━━━ Metin parçası

Bu tarihçe-i hayatın iki dikkat çekici yönü vardır: 1. Eğitim yeri Eyyübilerin başkenti Dımaşk(Şam)’dır. Şam’daki hocalarından biri Ebü’l-İz bin Abdüsselam el Kürdî’nin oğludur. Ebü’l İz, Eyyübî devrinin en büyük alimlerindendir.

Taceddinî Kürdi ile birlikte İznik Orhaniye Medreselerini kurarak Osmanlı eğitim sisteminin temelini atan Davudî Kayseri…

“Dâvûd-i Kayseri tahsil hayatına Kayseri’de başladı. Dinî ve naklî ilimleri öğrendikten sonra özellikle dinî ilimlerde bilgisini arttırmak için Mısır’a (Kahire) gitti. (2)”

Osmanlı’nın ilk Şeyhülislam’ı sayılan Molla Fenarî…

“Molla Fenârî, ilk öğrenimini babasının yanında tamamladıktan sonra İznik’te Alâeddin Ali Esved’in derslerine devam etti. Amasya’da Cemâleddin Aksarâyî’nin öğrencisi oldu ve  kendisinden icazet aldı. Ardından Seyyid Şerîf el-Cürcânî ile birlikte gittiği Kahire’de başta Ekmeleddin el-Bâbertî olmak üzere çeşitli âlimlerden şer’î ilimleri tahsil etti; Bâbertî’den de icazet aldıktan sonra Bursa’ya döndü.” (3)

Molla Fenarî’nin ilim yolculuğunun düştüğü yer Kahire’dir. Kahire, Selahaddin Hazretleri öncesinde Fatimîlerin elinde İslam dünyası için negatif bir şehirken Selahaddin’den sonra ta günümüze kadar İslam dünyasının bir insan yetiştirme kaynağı hâline gelmiştir. Molla Fenarî’nin eğitim aldığı dönem Kahire’si Memlukların elindedir. Molla Fenarî, Osmanlı’nın ikinci dönem eğitim sisteminin en önemli kurucularındandır. Mısır’da gördüğü eğitim sistemini Bursa’ya taşımıştır.

Fatih Sultan Mehmet’in hocası ve şeyhülislamı Molla Güranî…

“Molla Gürânî, Şehrezur (Süleymaniye) veya Diyarbakır Ergani’de doğdu. Şam, Halep ve Kahire’de eğitimini tamamladı. İstanbul’da iki cami, iki mescid, bir dârülhadis medresesi, ayrıca dârül-kurrâ, hankah (tasavvuf dergahı), hamam ve mektep yaptırmış.”(4)

━━━━━━

Alıştırma görevleri:
1: Osmanlı âlimleri metnine göre Molla Fenarî'nin eğitim aldığı dönemde Kahire kimin elindeydi?
2: Aşağıdaki ifadelerin Osmanlı âlimleri metniyle uyuşup uyuşmadığını belirtin ve her biri için metinden belirleyici sözleri aynen aktarın.
(a) Dâvûd-i Kayseri tahsil hayatına Kayseri'de başladı.
(b) Molla Fenârî, Amasya'da Alâeddin Ali Esved'in öğrencisi oldu.
(c) Molla Gürânî, İstanbul'da üç cami yaptırdı.
3: Osmanlı âlimleri metnini son cümlesinden sonra devam ettirin.

━━━ Kayıtlardan alıntılar

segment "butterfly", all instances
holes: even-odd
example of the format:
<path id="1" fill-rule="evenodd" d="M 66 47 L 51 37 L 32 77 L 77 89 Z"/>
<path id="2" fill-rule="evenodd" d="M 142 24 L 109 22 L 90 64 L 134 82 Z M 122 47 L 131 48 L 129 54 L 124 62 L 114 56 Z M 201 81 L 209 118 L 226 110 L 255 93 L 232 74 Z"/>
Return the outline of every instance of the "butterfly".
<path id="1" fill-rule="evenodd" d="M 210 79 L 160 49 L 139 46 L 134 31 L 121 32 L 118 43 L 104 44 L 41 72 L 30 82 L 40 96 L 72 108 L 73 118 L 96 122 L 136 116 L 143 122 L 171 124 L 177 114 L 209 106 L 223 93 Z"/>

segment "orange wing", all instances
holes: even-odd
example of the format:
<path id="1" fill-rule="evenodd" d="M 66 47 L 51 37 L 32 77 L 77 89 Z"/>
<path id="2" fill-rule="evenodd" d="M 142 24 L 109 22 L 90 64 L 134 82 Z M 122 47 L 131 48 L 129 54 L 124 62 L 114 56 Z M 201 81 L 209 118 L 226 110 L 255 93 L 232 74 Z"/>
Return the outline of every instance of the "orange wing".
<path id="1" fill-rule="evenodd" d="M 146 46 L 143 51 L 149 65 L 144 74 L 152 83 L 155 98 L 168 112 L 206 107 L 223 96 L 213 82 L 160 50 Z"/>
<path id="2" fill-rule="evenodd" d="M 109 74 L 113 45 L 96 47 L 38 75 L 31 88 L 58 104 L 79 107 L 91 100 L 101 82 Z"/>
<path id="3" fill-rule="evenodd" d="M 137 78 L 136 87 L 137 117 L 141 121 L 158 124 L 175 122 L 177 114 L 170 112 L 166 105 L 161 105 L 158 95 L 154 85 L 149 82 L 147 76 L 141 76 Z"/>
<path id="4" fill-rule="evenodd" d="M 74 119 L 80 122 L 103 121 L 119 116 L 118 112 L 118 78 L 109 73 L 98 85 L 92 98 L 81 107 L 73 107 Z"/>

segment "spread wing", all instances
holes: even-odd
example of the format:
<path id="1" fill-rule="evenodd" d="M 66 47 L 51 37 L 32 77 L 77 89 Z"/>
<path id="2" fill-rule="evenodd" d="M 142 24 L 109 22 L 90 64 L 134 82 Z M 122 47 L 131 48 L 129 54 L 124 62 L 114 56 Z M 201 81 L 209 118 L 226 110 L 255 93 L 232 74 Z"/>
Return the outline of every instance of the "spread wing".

━━━━━━

Cevaplar:
1: Memlukların elindeydi.

2:
(a) Evet: "Dâvûd-i Kayseri tahsil hayatına Kayseri’de başladı."
(b) Hayır: "Amasya’da Cemâleddin Aksarâyî’nin öğrencisi oldu"
(c) Hayır: "İstanbul’da iki cami, iki mescid, bir dârülhadis medresesi"

3:
Akşemseddin…

“Asıl adı Şemseddin Muhammed b. Hamza’dır. Ancak Akşemseddin veya kısaca Akşeyh adıyla şöhret bulmuştur. Şam’da doğdu. Avdrifü’l-ma’ârif sahibi Şeyh Şehâbeddin Sühreverdî’nin torunlarından Şeyh Hamza’nın oğludur.” (5)

Hacı Bayram Veli’nin tabisi, İstanbul’un manevi fatihi ve Fatih Sultan Mehmet’in hocası Akşemseddin’in hayatında da dikkat çeken nokta hem Şam doğumlu olması hem Sühreverdi’nin* torunu olmasıdır.

Bu mutasavvıf ve alimlerin hayat hikayeleri incelenerek Osmanlı’nın manevi yönünün köklerine varıldığında şu tablo ortaya çıkmaktadır:  (Zengiler-Eyyübiler)(Edebalî-Taceddin-i) (Kürdi-Davudî Kayserî) Osmanlı veya Zengiler- Eyyübiler Memluklar(Molla Güranî, Molla Fenarî, Akşemseddin) Osmanlı tablosu çıkar.

Bu arada, bu alimlerden Memluklar döneminde eğitim görenlerinden bir kısmının Eyyübilerden Memluklara geçiş dönemine ait olduklarını ve Eyyübî medreselerinde yetiştiklerini belirtmek gerekir.

Osmanlı’nın ilk ve orta dönemdeki “Müslümanları buluşturma”, “küfürle cihad” ruhunu irdelediğimizde görüldüğü üzere Nureddin- Selahaddin ikilisine ulaşıyoruz. Onlardan da İmam Gazalî’nin ihya çizgisine ve bu çizgide Nizamiye Medreselerinde yetişen mutasavvıf alimlere varıyoruz. 

İmam Gazalî, Anadolu’yu Osmanlı öncesinde de etkilemişti. Anadolu Selçuklularının küfürle cihad anlayışıyla donanmış sultanlarından Alaadin Keykubat’ın İmam Gazali’nin eserlerini başucu kitapları olarak bulundurduğu tarih kitaplarında yazılıdır.(6)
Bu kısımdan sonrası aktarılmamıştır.